• Written instruction
Select every line of the records that contains the word "wooden", and copy each one. Case counts.

• Point annotation dataset records
§

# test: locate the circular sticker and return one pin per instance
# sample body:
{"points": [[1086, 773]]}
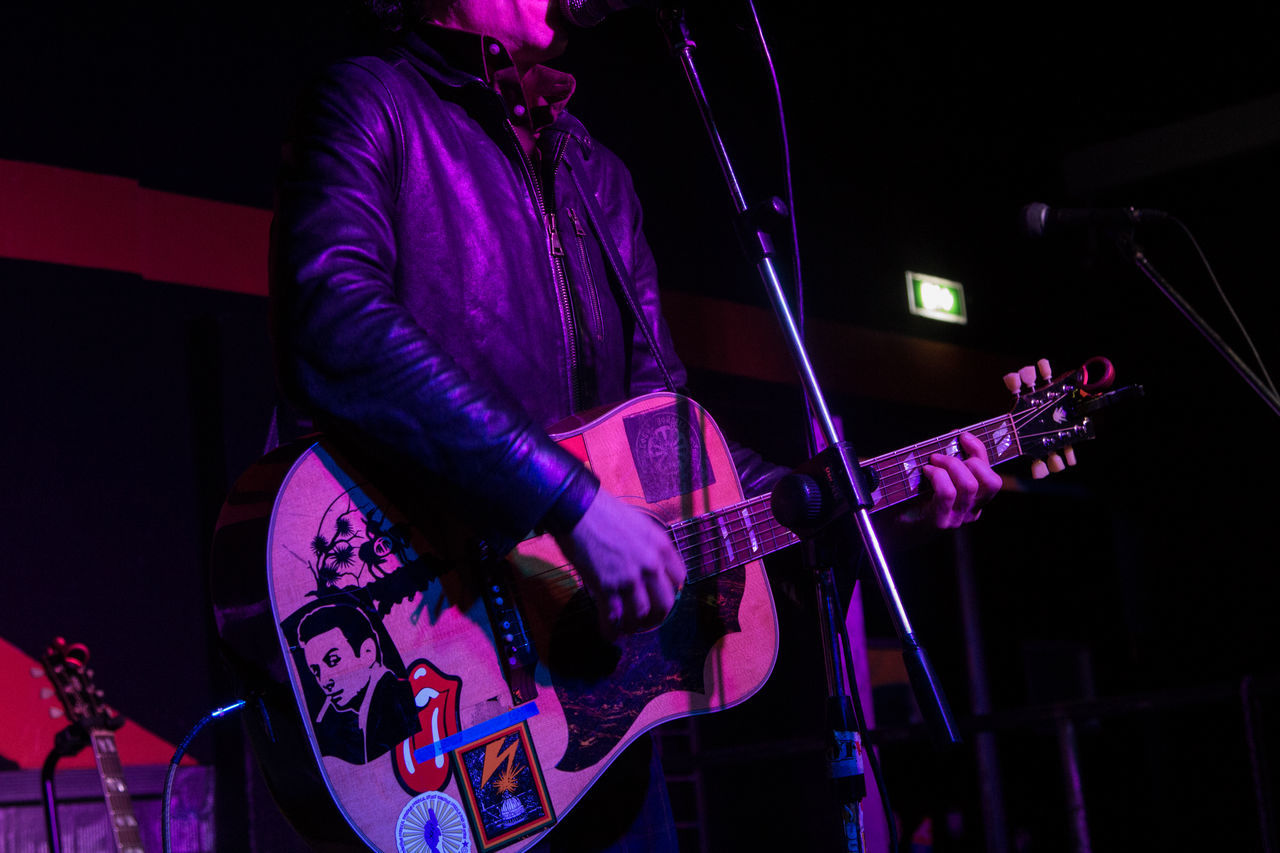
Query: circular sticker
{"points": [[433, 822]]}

§

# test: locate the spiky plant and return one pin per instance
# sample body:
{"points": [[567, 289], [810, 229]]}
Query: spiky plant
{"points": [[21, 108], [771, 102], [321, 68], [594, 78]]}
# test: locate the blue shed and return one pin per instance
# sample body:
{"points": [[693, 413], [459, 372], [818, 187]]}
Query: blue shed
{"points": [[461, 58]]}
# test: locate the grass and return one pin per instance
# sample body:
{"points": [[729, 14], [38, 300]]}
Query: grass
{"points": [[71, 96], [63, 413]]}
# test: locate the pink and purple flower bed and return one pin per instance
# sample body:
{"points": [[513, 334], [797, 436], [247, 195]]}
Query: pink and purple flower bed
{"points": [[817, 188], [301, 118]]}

§

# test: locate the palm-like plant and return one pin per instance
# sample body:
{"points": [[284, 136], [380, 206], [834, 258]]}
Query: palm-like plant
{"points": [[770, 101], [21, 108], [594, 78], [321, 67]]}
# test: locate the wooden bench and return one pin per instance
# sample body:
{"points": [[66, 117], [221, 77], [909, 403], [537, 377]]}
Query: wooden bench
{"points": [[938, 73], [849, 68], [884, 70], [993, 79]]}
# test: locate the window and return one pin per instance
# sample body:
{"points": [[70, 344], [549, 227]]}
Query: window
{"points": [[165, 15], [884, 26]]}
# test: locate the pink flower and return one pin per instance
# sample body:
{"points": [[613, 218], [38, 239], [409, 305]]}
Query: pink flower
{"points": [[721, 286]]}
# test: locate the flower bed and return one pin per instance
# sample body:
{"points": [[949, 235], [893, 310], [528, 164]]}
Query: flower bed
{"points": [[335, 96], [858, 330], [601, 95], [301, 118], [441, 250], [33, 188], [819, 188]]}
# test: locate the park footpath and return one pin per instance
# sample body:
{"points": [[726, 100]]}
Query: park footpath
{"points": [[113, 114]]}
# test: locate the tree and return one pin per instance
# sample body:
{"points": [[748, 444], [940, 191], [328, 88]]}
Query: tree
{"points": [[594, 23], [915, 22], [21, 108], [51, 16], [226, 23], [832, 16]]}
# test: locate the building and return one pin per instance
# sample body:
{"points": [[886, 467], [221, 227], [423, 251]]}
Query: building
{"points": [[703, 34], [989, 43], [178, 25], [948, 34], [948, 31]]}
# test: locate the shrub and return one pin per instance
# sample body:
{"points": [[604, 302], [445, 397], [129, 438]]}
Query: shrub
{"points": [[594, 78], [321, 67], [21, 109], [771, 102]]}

§

• Result of this exercise
# test: locate the wooden bench and return one pin per instance
Query: wooden bench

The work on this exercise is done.